*** Data supplied Section Begins ***
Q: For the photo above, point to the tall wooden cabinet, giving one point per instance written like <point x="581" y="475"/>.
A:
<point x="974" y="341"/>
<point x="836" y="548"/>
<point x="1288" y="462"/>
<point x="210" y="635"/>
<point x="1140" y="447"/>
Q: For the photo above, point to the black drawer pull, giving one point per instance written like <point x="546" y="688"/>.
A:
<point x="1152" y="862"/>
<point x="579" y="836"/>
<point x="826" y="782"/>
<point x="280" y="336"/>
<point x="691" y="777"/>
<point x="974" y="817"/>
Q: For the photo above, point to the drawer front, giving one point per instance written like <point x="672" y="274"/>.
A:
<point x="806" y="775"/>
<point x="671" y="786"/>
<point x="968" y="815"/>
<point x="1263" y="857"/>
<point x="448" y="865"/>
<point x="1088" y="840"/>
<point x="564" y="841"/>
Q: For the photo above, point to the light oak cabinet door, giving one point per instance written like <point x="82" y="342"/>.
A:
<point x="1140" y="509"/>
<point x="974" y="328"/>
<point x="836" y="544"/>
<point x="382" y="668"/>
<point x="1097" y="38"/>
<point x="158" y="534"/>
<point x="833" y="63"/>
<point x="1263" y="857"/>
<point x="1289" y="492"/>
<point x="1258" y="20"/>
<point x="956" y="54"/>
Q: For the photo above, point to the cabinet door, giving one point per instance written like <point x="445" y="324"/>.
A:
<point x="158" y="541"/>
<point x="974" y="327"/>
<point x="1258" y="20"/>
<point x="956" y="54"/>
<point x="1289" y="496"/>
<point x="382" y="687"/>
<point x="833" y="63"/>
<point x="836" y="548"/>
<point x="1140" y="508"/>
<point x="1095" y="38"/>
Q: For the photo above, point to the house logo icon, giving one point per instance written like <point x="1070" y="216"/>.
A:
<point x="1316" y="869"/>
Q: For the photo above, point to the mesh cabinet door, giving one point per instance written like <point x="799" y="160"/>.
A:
*** Data supplied Section Ends ***
## What to work on
Scan the material above for the word "drawer", and copy every line in which it is found.

## Expected answer
Q: For the photo above, point to the black drawer pull, giving one point per instance written like <point x="546" y="688"/>.
Q: For the photo above, point to the drawer front, giving one point per instance written like <point x="672" y="274"/>.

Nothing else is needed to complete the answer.